3. The fluidic scanner nozzle of claim 1, wherein said axial gap is positioned between a portion of the inlet member and the outlet member.

4. The fluidic scanner nozzle of claim 1, wherein said axial gap includes a selected axial length and an inside diameter that is wider than an inside diameter of either (a) the inlet member or (b) the outlet member.

5. The fluidic scanner nozzle of claim 1, wherein said axial gap is positioned between a portion of the inlet member and the outlet member and is a stepped axial gap.

6. The fluidic scanner nozzle of claim 1, wherein said axial gap is positioned between a portion of the inlet member and the outlet member and is a continuous axial gap.

7. A fluidic scanner nozzle comprising: an interaction chamber defined axially between an inlet member and an outlet member and having a longitudinal chamber axis; said inlet member including an upstream end having an inlet opening for receiving pressurized fluid and delivering the pressurized fluid into said interaction chamber along said chamber axis, wherein said inlet member defines an inner cavity having a hemisphere shape; said outlet member defines an inner cavity having a hemisphere shape wherein the inner cavity of the inlet member is an upper hemisphere shape and the inner cavity of the outlet member is a lower hemisphere shape and includes a downstream end having an outlet orifice for issuing a generally conical outlet spray of liquid droplets from said chamber into an ambient environment; and an axial gap positioned between said upstream end and said downstream end of said interaction chamber wherein said axial gap defines a sidewall segment aligned between said inlet member and said outlet member wherein said axial gap within said interaction chamber defines a vortex inducing chamber between the inlet member and the outlet member.

_ _ _ _ _

• PROBLEM DETAILS
Copy out the nozzle claims word for word, from "3. The fluidic" to "(b) the outlet member.".

• Stored data
_ _ _ _ _

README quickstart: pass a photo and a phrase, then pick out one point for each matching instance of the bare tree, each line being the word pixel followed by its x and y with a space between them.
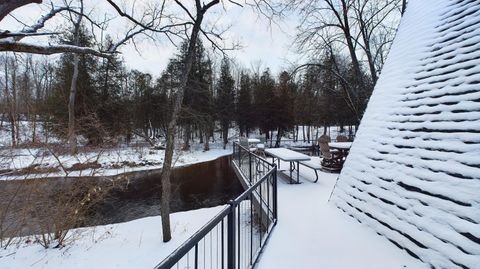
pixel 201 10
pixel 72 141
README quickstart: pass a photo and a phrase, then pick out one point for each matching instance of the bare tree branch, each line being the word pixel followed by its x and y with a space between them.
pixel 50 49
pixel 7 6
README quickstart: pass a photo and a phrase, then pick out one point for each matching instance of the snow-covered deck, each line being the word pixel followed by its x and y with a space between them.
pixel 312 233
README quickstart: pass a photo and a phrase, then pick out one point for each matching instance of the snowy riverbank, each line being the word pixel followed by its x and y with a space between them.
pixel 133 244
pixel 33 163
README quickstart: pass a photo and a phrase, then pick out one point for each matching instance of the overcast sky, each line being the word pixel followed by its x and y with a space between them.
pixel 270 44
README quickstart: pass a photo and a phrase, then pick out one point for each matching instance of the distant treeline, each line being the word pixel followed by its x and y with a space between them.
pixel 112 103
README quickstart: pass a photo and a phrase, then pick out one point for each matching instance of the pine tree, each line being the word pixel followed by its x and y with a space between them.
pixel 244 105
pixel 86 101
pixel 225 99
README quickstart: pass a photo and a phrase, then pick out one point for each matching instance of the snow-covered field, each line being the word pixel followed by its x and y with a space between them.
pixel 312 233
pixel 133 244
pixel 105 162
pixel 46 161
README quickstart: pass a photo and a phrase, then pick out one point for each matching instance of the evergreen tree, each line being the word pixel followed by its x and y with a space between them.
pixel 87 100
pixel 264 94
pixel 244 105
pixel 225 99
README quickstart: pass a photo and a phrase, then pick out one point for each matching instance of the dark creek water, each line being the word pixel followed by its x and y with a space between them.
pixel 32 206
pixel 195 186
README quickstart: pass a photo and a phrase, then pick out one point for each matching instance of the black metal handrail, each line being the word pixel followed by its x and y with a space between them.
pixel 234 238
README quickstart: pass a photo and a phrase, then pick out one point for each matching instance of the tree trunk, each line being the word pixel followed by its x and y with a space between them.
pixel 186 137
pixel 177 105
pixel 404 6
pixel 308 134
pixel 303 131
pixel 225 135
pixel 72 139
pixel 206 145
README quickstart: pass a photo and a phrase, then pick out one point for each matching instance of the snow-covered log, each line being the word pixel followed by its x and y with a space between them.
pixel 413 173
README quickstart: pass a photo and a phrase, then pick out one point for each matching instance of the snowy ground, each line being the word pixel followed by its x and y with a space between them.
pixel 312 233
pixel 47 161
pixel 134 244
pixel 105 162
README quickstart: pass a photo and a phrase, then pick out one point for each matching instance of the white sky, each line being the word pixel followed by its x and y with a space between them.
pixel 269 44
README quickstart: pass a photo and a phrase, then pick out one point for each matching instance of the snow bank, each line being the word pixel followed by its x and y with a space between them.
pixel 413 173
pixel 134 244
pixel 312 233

_ _ _ _ _

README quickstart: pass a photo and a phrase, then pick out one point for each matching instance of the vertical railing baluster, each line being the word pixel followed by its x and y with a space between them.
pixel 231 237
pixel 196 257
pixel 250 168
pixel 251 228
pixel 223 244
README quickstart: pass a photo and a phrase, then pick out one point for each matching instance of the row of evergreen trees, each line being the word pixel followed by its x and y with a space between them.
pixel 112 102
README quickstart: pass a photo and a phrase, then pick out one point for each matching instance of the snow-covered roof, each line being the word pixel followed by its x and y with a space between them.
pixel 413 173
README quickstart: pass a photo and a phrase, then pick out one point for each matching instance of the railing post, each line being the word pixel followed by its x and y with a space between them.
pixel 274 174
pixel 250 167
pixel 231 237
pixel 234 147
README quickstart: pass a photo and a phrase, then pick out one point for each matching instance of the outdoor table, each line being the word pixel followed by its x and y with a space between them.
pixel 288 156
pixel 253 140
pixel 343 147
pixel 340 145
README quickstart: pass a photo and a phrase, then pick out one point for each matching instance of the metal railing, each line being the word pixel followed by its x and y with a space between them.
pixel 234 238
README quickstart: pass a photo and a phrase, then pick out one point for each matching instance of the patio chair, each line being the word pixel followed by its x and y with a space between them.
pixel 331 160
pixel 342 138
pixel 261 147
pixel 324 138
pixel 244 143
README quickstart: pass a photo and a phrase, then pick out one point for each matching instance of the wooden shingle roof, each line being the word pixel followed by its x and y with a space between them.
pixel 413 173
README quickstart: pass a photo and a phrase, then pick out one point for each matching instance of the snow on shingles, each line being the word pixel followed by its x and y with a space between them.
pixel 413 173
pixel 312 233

_ _ _ _ _

• COMPLETE RESPONSE
3. The fluidic scanner nozzle of claim 1, wherein said axial gap is positioned between a portion of the inlet member and the outlet member.

4. The fluidic scanner nozzle of claim 1, wherein said axial gap includes a selected axial length and an inside diameter that is wider than an inside diameter of either (a) the inlet member or (b) the outlet member.